Extract provided: Begin

Texas Christian University alumnus and booster Dick Lowe, amplifying on his admission of participating in providing improper payments to six football players, said today he will resign from the school's board of trustees and from all activities connected with the Horned Frogs' athletic program.

Lowe, a Texas oilman and former player at TCU, spoke to The Washington Post on the eve of the arrival of an NCAA investigative team that was requested by the university when Coach Jim Wacker suspended all-America running back Kenneth Davis and five others Thursday night.

The players confessed after a team meeting that they had accepted payments while being recruited during the tenure of former TCU coach F.A. Dry, and that some continued to receive money as recently as this fall.

The revelation was stunning, as TCU had thought itself above the morass of several scandals that hit Southwest Conference athletics recently, the most drastic resulting in stiff NCAA probation for Southern Methodist University football for recruiting violations.

Three other SWC schools are reportedly suspected of recruiting improprieties.

Lowe confirmed that he was one of an undisclosed number of boosters making payments. He said he had sent a letter that TCU Chancellor William Tucker will receive Tuesday morning.

"The gist of the letter is that I am resigning from the board of trustees and all involvement with the football team," Lowe said. "It is intolerable to have on the board a member who knowingly broke the rules. My motive is that we have made a mistake, let's own up to it and go from there, and try to make TCU an example for others."

TCU announced that an NCAA investigative team, requested by the school in the early hours of Friday morning, would arrive Tuesday.

Athletic Director Frank Windegger said he had contacted NCAA Executive Director Walter Byers and Steve Morgan, an assistant executive director concerned with NCAA legislative services, yesterday to ask that the NCAA investigate the scandal as quickly as possible. Administrators have been outspoken about their wish for a thorough investigation, and said that the school will comply to the utmost.

"We have requested that they respond as quickly as possible," Tucker said. "We're going to do what's right and take our medicine."

Extract provided: End

> _Problem requirements_: Retype the entire article on TCU booster Dick Lowe and the football payment scandal without any changes. Rely only on the text itself, not on any outside knowledge.

Raw data: Begin

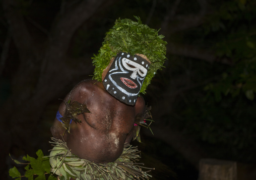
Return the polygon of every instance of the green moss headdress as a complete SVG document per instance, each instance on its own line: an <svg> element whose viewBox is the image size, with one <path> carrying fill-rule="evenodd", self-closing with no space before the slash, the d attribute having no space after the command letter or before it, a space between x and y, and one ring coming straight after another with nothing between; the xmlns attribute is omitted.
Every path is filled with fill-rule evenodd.
<svg viewBox="0 0 256 180"><path fill-rule="evenodd" d="M158 31L142 24L139 18L135 17L138 22L129 19L117 20L113 28L106 33L98 54L92 58L95 66L93 79L101 82L104 69L120 52L133 55L144 54L151 63L140 92L145 93L157 70L163 67L167 42L162 40L163 35L158 35Z"/></svg>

Raw data: End

> _Task solution_:
Texas Christian University alumnus and booster Dick Lowe, amplifying on his admission of participating in providing improper payments to six football players, said today he will resign from the school's board of trustees and from all activities connected with the Horned Frogs' athletic program.

Lowe, a Texas oilman and former player at TCU, spoke to The Washington Post on the eve of the arrival of an NCAA investigative team that was requested by the university when Coach Jim Wacker suspended all-America running back Kenneth Davis and five others Thursday night.

The players confessed after a team meeting that they had accepted payments while being recruited during the tenure of former TCU coach F.A. Dry, and that some continued to receive money as recently as this fall.

The revelation was stunning, as TCU had thought itself above the morass of several scandals that hit Southwest Conference athletics recently, the most drastic resulting in stiff NCAA probation for Southern Methodist University football for recruiting violations.

Three other SWC schools are reportedly suspected of recruiting improprieties.

Lowe confirmed that he was one of an undisclosed number of boosters making payments. He said he had sent a letter that TCU Chancellor William Tucker will receive Tuesday morning.

"The gist of the letter is that I am resigning from the board of trustees and all involvement with the football team," Lowe said. "It is intolerable to have on the board a member who knowingly broke the rules. My motive is that we have made a mistake, let's own up to it and go from there, and try to make TCU an example for others."

TCU announced that an NCAA investigative team, requested by the school in the early hours of Friday morning, would arrive Tuesday.

Athletic Director Frank Windegger said he had contacted NCAA Executive Director Walter Byers and Steve Morgan, an assistant executive director concerned with NCAA legislative services, yesterday to ask that the NCAA investigate the scandal as quickly as possible. Administrators have been outspoken about their wish for a thorough investigation, and said that the school will comply to the utmost.

"We have requested that they respond as quickly as possible," Tucker said. "We're going to do what's right and take our medicine."